* Dataset records:
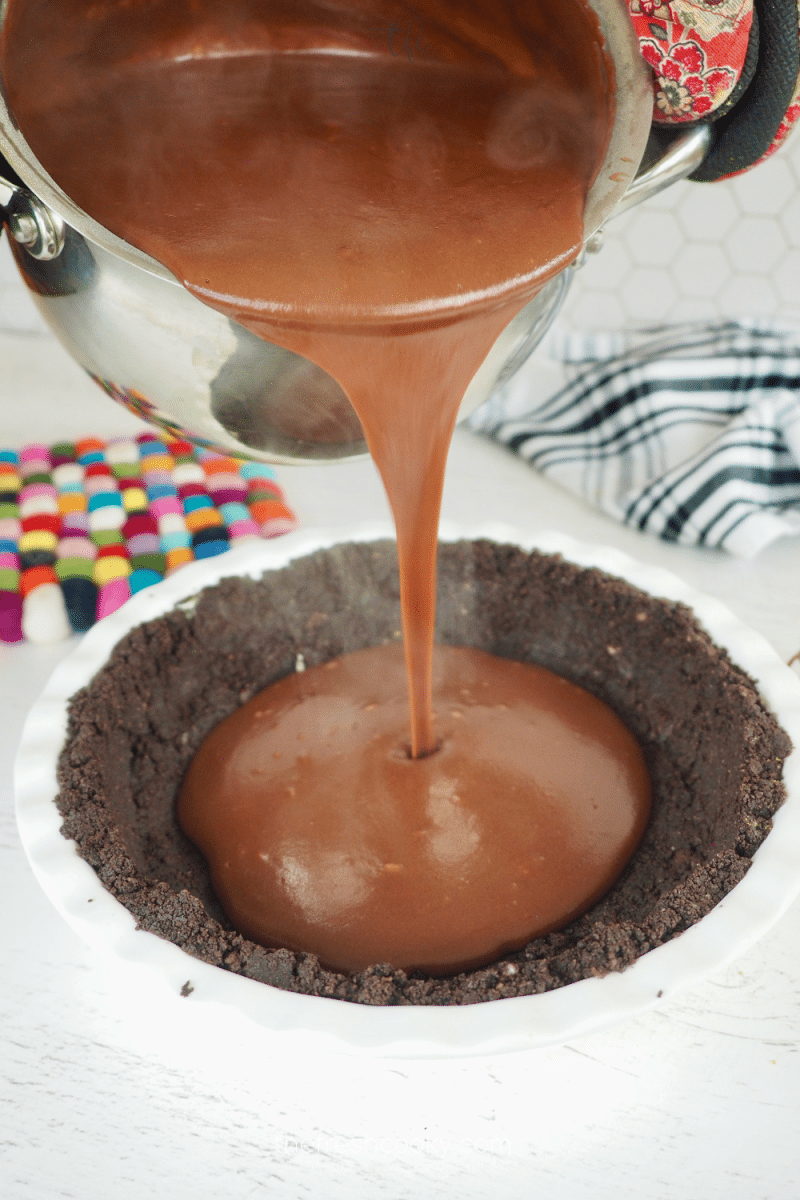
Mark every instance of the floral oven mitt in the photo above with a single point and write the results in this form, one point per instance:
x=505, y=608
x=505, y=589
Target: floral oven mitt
x=735, y=63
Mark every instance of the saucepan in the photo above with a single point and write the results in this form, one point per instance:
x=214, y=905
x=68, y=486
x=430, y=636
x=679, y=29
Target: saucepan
x=191, y=371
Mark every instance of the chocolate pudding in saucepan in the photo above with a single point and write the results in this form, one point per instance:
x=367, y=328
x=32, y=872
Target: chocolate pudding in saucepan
x=379, y=189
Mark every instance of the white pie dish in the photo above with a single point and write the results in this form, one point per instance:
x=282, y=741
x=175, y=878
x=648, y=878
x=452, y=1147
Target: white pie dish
x=319, y=1024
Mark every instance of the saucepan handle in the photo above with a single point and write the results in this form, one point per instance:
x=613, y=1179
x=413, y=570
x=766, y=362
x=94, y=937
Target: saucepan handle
x=30, y=222
x=667, y=160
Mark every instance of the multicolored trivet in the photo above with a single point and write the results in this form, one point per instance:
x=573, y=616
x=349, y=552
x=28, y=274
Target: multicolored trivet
x=84, y=526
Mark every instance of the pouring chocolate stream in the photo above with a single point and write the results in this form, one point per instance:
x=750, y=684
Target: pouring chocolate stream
x=380, y=204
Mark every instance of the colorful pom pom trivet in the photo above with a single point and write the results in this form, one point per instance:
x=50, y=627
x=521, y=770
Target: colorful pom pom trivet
x=86, y=525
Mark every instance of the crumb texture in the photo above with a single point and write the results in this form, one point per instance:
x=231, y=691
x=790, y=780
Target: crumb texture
x=715, y=754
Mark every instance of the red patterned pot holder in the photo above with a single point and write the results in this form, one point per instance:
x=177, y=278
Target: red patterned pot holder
x=733, y=63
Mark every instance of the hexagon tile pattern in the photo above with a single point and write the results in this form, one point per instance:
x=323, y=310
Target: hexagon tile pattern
x=699, y=252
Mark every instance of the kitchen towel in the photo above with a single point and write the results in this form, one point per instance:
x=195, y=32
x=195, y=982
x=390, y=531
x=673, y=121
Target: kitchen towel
x=689, y=432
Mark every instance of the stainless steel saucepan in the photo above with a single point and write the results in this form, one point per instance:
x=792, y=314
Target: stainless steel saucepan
x=151, y=346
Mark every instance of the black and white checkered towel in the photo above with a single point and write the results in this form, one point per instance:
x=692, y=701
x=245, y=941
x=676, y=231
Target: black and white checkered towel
x=689, y=432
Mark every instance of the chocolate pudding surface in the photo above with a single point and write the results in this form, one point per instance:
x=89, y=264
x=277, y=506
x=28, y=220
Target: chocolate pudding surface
x=714, y=751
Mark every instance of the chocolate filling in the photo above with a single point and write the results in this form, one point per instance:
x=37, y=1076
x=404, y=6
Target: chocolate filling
x=714, y=751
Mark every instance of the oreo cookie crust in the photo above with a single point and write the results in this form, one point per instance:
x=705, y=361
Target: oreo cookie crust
x=714, y=751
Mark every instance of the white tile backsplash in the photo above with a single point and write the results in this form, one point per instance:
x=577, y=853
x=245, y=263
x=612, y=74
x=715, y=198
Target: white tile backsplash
x=722, y=250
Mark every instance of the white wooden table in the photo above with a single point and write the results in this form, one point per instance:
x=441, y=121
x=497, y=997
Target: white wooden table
x=110, y=1095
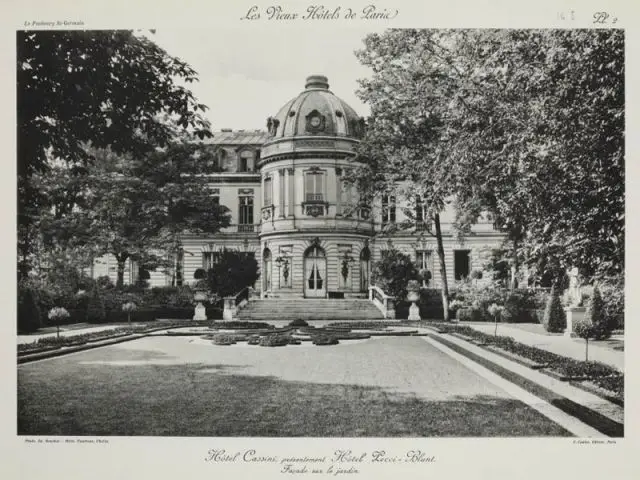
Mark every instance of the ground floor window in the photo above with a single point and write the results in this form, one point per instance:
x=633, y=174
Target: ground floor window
x=461, y=264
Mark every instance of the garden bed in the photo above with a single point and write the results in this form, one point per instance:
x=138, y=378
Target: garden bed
x=556, y=366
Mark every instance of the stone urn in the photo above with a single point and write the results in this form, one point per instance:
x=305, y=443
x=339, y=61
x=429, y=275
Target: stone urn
x=199, y=296
x=413, y=294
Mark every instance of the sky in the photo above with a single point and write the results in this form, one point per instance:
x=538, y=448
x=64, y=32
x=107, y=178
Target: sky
x=246, y=75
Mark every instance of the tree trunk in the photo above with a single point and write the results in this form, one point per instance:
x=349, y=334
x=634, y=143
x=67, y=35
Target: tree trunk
x=586, y=353
x=443, y=268
x=514, y=268
x=121, y=264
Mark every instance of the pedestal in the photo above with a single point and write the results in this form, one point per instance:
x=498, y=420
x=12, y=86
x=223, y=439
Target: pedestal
x=414, y=312
x=201, y=312
x=574, y=314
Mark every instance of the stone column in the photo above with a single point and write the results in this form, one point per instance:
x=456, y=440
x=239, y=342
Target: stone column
x=338, y=192
x=291, y=185
x=281, y=193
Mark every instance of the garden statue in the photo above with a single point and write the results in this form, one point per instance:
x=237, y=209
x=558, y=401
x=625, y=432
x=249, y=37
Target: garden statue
x=413, y=289
x=199, y=296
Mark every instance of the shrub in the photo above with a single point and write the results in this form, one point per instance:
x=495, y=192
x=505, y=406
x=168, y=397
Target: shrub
x=95, y=308
x=463, y=314
x=595, y=315
x=324, y=339
x=29, y=314
x=298, y=323
x=393, y=272
x=232, y=272
x=554, y=320
x=612, y=290
x=224, y=339
x=275, y=340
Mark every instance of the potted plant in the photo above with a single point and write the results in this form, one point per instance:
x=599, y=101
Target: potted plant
x=57, y=314
x=129, y=307
x=495, y=311
x=413, y=294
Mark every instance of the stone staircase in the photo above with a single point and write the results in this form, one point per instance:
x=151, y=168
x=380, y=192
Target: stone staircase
x=309, y=309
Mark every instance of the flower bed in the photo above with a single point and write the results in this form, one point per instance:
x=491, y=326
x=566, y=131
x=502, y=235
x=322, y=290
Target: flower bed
x=70, y=340
x=566, y=369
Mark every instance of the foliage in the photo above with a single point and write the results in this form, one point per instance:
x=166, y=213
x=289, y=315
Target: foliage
x=392, y=272
x=525, y=124
x=134, y=208
x=104, y=88
x=58, y=313
x=275, y=340
x=95, y=309
x=554, y=317
x=298, y=323
x=612, y=289
x=224, y=339
x=242, y=325
x=29, y=313
x=595, y=315
x=324, y=339
x=234, y=271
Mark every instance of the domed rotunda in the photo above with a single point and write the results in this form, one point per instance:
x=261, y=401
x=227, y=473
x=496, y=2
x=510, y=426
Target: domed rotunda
x=314, y=235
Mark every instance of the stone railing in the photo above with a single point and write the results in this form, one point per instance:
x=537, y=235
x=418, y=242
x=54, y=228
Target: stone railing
x=235, y=303
x=385, y=303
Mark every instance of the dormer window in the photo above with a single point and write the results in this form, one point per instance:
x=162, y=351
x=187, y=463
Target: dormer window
x=246, y=161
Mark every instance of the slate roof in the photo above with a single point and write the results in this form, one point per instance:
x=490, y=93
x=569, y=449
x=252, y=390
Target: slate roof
x=237, y=137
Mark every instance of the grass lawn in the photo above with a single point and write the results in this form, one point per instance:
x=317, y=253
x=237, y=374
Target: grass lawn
x=139, y=389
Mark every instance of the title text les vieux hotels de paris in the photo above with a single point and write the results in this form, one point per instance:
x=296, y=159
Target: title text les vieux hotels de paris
x=319, y=12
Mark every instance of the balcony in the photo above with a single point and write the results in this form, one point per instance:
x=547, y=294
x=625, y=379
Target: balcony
x=247, y=228
x=315, y=205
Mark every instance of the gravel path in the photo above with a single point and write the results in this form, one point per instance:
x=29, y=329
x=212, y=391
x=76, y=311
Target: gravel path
x=401, y=364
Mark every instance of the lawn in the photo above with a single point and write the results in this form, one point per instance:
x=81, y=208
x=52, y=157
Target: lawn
x=391, y=387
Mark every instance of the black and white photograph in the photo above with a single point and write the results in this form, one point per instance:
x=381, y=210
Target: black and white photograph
x=373, y=232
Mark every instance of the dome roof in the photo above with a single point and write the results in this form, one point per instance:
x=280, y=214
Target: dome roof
x=315, y=112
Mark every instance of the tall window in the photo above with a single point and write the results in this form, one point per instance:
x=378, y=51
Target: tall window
x=388, y=209
x=314, y=186
x=268, y=192
x=209, y=259
x=461, y=264
x=424, y=262
x=245, y=219
x=245, y=161
x=422, y=222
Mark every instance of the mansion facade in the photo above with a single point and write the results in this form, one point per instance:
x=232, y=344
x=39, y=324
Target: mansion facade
x=292, y=210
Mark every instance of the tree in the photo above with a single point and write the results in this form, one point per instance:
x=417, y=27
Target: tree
x=138, y=208
x=233, y=271
x=406, y=139
x=95, y=309
x=392, y=273
x=554, y=319
x=596, y=316
x=525, y=124
x=29, y=314
x=104, y=88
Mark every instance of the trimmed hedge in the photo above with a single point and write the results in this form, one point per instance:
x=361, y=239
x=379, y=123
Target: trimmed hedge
x=595, y=371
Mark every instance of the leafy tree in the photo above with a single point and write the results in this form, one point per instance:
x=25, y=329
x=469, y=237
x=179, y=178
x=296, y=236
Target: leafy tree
x=138, y=208
x=232, y=272
x=596, y=316
x=554, y=319
x=392, y=273
x=525, y=124
x=105, y=88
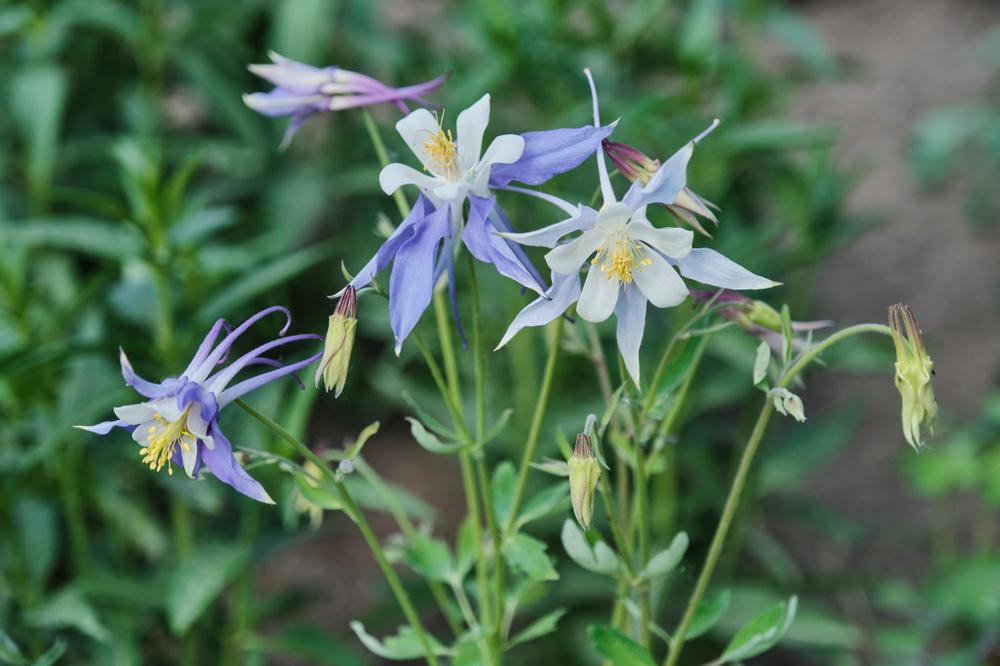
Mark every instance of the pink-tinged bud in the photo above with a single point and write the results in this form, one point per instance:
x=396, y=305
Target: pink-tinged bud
x=914, y=369
x=630, y=161
x=339, y=343
x=584, y=472
x=636, y=165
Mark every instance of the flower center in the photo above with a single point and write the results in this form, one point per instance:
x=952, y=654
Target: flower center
x=620, y=257
x=441, y=152
x=164, y=438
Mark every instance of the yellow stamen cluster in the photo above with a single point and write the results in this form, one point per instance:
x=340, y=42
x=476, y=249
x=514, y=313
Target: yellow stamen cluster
x=164, y=438
x=442, y=153
x=624, y=257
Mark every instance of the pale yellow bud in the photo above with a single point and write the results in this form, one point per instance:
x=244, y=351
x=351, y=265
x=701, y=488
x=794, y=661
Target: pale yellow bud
x=584, y=473
x=338, y=344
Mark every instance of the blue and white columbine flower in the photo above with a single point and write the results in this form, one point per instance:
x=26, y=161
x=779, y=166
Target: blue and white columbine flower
x=178, y=423
x=457, y=170
x=302, y=90
x=631, y=262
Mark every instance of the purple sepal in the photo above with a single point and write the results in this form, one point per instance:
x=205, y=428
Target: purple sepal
x=412, y=281
x=480, y=236
x=550, y=153
x=220, y=462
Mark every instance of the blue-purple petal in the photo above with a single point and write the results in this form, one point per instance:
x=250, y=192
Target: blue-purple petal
x=550, y=153
x=220, y=461
x=412, y=280
x=480, y=236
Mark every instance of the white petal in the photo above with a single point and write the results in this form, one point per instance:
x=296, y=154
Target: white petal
x=671, y=241
x=570, y=257
x=708, y=266
x=395, y=175
x=470, y=126
x=189, y=456
x=134, y=414
x=659, y=282
x=599, y=296
x=416, y=129
x=550, y=235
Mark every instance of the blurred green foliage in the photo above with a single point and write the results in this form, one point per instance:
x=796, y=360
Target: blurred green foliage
x=140, y=200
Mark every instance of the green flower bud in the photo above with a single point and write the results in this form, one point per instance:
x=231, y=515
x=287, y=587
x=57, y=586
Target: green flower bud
x=914, y=369
x=339, y=343
x=584, y=472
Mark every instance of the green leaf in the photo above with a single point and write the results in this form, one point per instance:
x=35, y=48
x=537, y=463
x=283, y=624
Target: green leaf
x=359, y=443
x=529, y=555
x=664, y=562
x=196, y=583
x=540, y=627
x=52, y=655
x=761, y=633
x=761, y=362
x=404, y=645
x=543, y=503
x=502, y=487
x=429, y=557
x=618, y=648
x=69, y=608
x=599, y=558
x=9, y=651
x=429, y=440
x=710, y=610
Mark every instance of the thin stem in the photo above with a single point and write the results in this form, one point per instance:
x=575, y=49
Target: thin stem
x=536, y=424
x=352, y=510
x=383, y=158
x=739, y=481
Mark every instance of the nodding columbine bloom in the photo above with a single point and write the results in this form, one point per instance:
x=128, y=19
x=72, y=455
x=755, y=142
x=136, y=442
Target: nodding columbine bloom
x=914, y=369
x=760, y=320
x=339, y=343
x=584, y=473
x=636, y=166
x=631, y=262
x=178, y=423
x=456, y=170
x=302, y=90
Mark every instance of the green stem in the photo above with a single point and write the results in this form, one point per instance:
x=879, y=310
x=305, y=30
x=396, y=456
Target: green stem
x=536, y=425
x=409, y=531
x=383, y=158
x=739, y=481
x=352, y=510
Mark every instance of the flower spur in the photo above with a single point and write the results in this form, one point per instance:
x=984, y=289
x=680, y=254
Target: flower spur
x=178, y=423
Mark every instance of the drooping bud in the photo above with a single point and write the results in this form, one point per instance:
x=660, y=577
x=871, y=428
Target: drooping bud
x=636, y=165
x=584, y=472
x=914, y=369
x=339, y=343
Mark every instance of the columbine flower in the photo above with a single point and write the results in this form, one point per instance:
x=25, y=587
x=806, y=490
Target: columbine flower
x=339, y=343
x=456, y=170
x=178, y=424
x=913, y=375
x=760, y=320
x=636, y=166
x=631, y=262
x=302, y=90
x=584, y=473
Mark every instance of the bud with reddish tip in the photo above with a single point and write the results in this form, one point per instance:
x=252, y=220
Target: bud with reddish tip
x=637, y=166
x=913, y=375
x=584, y=472
x=339, y=343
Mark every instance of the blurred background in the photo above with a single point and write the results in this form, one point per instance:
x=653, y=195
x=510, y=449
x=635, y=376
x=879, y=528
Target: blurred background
x=857, y=162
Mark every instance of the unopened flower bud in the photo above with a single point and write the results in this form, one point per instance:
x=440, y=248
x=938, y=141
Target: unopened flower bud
x=584, y=472
x=913, y=375
x=339, y=343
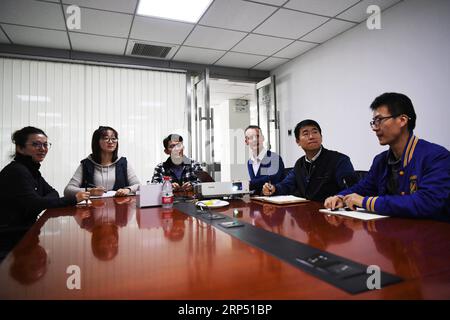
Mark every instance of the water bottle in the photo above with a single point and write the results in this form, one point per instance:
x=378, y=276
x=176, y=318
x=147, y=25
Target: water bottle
x=167, y=194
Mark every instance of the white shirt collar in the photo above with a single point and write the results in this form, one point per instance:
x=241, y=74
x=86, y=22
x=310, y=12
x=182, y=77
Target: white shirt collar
x=315, y=157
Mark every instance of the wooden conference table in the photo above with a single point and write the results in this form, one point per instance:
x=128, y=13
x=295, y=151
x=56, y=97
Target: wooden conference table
x=124, y=252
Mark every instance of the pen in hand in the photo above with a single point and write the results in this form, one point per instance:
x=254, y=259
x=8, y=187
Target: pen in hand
x=85, y=189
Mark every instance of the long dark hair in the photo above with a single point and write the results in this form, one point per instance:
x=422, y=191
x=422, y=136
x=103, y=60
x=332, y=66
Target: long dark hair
x=20, y=137
x=95, y=144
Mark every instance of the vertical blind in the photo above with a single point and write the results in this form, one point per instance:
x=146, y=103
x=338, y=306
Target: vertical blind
x=69, y=101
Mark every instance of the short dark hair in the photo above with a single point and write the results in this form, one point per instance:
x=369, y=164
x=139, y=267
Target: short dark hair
x=397, y=104
x=304, y=123
x=95, y=144
x=171, y=137
x=252, y=126
x=20, y=137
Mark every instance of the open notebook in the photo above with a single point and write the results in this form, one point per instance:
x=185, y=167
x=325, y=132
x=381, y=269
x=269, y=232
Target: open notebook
x=108, y=194
x=358, y=214
x=281, y=199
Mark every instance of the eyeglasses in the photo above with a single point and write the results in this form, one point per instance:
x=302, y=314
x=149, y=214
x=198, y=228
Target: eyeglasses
x=375, y=123
x=176, y=145
x=39, y=145
x=307, y=133
x=110, y=139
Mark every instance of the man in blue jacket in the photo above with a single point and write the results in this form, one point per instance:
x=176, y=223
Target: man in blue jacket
x=317, y=175
x=412, y=178
x=263, y=165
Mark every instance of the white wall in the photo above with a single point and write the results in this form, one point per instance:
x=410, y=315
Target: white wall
x=69, y=101
x=335, y=83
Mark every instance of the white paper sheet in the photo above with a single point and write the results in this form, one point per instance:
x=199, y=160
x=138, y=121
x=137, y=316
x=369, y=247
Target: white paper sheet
x=359, y=214
x=108, y=194
x=281, y=199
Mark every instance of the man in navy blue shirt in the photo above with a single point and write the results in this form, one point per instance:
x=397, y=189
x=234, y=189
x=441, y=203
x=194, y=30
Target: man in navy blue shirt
x=264, y=165
x=317, y=175
x=411, y=178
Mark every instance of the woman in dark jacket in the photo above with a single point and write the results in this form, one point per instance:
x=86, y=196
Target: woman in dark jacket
x=25, y=192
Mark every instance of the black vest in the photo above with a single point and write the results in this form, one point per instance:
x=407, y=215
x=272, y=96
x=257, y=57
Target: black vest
x=317, y=181
x=121, y=174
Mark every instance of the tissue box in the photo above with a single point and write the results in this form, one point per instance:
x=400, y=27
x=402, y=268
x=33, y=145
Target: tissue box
x=149, y=195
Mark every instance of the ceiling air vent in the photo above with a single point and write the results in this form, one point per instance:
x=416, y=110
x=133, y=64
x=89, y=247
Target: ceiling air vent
x=149, y=50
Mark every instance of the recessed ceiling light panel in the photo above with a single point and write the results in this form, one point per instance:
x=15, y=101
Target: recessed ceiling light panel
x=181, y=10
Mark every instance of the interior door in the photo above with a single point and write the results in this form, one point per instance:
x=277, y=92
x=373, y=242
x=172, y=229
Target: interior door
x=203, y=138
x=268, y=115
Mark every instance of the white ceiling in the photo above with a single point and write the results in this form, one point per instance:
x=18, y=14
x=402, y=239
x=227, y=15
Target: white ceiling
x=250, y=34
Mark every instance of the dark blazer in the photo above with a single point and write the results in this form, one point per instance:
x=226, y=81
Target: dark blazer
x=319, y=180
x=26, y=193
x=271, y=169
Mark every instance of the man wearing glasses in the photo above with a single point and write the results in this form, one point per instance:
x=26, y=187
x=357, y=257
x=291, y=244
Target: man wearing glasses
x=319, y=173
x=178, y=167
x=411, y=179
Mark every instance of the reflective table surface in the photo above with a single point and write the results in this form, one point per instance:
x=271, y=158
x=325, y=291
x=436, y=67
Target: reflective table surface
x=113, y=250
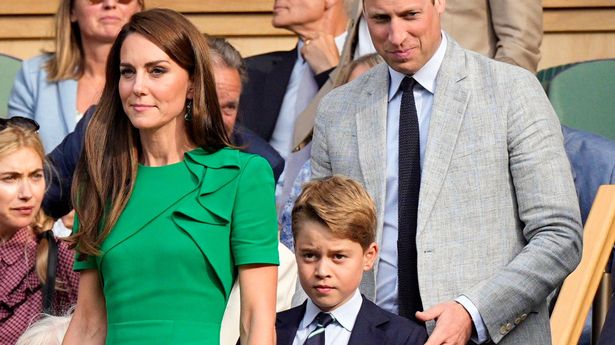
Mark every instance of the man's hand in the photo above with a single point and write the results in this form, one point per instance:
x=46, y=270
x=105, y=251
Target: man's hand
x=320, y=52
x=453, y=324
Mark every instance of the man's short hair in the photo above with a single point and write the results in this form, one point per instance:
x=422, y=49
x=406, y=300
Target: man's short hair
x=223, y=53
x=339, y=203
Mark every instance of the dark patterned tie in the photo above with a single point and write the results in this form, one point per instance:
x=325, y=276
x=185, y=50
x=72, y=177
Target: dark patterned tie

* Problem requirements: Above are the records; copy exactly the lines from the one with "Mark every instance of the man's hand" through the final line.

* Full solution:
Mark every instance of the man's hand in the photo above with a single point and write the results in this form, one point per instance:
x=46, y=270
x=105, y=251
Target: man's hand
x=320, y=52
x=453, y=324
Mark every instance of the man's short hair in the photo above with a single point and write the results in this form, one point per instance:
x=422, y=49
x=406, y=300
Target: man's short hair
x=223, y=53
x=339, y=203
Mark every instance of the dark patterned tie in the photo above with a single point and write the results in this form, one point per instance:
x=325, y=276
x=185, y=50
x=72, y=177
Target: dark patterned tie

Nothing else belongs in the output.